• _ASSIGNMENT_: In the heparin trial summary below, copy the passage from "Outcome variables and" up to and including "AAA: 624 patients.".

• _STUDY TEXT_:
Problem definition/Rationale: Heparin is used during open abdominal aortic aneurysm (AAA) surgery to reduce thrombo-embolic complications (TEC): myocardial infarction, stroke and peripheral embolic events. But heparin increases blood loss causing harm for the patient. Heparin has an unpredictable effect in the individual patient. The effect can be measured by the Activated Clotting Time. ACT measurement in open AAA repair should be introduced to ensure the individual patient of safe, tailor-made anticoagulation. An ACT of 250 seconds should be reached. A RCT has to prove that ACT guided heparinization results in less TEC than a standardized bolus of heparin, the current gold standard. The ACT guided heparinisation should also decrease the mortality caused by TEC. ACT guided heparinisation leads to higher doses of heparin during operation. This should not result in significantly more bleeding complications of importance.
Objective: Does ACT guided heparinization decreases TEC during open AAA surgery?
Study design: International multi-center randomised controlled trial.
Patient population: Patients undergoing open AAA surgery, AAA originating below the SMA.
Investigational product and comparator: Heparin LEO®. ACT guided dosing compared to a single dose of 5.000 IU heparine.
Outcome variables and assessment: All thrombo-embolic, death and bleeding complications, PROMS and QALY. All costs of care.
Analysis: Intention to treat principle. Absolute risk differences with 95% confidence intervals. Level of significance set at a p-value < 0.05.
Sample size AAA: 624 patients.
Economic evaluation: Cost-effectiveness analysis based on total costs per TEC and death within 12 months and a reduction of 50% of TEC.

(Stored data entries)
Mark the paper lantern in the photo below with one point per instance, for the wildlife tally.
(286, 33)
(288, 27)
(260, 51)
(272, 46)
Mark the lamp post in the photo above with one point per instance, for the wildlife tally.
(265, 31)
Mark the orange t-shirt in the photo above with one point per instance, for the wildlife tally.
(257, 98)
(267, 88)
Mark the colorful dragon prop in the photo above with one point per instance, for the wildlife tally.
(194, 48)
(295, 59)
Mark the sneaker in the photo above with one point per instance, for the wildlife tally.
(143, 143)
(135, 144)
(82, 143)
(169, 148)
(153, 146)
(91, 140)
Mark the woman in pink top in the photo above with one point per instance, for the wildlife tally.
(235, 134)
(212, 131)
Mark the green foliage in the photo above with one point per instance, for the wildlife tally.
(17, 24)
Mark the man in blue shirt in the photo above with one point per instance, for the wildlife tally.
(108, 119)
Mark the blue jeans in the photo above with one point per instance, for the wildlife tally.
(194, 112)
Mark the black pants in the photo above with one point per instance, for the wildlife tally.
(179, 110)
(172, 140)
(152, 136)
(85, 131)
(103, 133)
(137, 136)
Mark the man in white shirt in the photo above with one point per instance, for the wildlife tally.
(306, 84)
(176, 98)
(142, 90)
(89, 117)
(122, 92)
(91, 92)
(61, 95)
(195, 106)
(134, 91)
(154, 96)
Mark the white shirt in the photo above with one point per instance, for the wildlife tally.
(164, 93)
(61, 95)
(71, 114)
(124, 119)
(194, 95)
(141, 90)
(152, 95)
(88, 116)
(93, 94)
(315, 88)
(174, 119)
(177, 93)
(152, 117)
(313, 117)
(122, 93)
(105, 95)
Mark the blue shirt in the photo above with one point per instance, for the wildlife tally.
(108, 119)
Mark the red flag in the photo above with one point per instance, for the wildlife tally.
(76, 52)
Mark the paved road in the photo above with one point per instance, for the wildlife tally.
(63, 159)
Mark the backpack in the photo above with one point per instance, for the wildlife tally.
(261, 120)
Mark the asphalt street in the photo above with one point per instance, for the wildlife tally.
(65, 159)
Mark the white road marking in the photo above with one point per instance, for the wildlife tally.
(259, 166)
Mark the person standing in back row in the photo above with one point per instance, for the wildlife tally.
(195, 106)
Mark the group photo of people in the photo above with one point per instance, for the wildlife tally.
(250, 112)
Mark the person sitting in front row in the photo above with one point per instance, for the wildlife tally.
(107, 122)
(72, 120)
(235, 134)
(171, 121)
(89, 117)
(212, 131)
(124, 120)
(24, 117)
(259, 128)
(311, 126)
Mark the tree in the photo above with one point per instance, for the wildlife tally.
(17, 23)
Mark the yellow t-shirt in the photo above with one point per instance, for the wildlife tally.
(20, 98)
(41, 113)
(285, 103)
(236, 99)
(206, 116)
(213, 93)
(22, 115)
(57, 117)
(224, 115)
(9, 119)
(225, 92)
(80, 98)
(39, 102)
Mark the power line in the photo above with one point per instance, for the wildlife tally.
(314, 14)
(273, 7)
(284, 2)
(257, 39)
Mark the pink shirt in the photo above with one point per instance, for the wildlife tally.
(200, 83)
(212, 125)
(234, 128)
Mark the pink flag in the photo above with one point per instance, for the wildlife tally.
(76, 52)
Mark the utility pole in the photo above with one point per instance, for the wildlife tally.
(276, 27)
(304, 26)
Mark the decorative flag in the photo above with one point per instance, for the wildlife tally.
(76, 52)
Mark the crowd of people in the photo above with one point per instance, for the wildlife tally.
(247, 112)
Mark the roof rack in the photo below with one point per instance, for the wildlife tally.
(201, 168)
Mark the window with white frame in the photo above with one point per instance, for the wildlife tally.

• _TASK ANSWER_:
Outcome variables and assessment: All thrombo-embolic, death and bleeding complications, PROMS and QALY. All costs of care.
Analysis: Intention to treat principle. Absolute risk differences with 95% confidence intervals. Level of significance set at a p-value < 0.05.
Sample size AAA: 624 patients.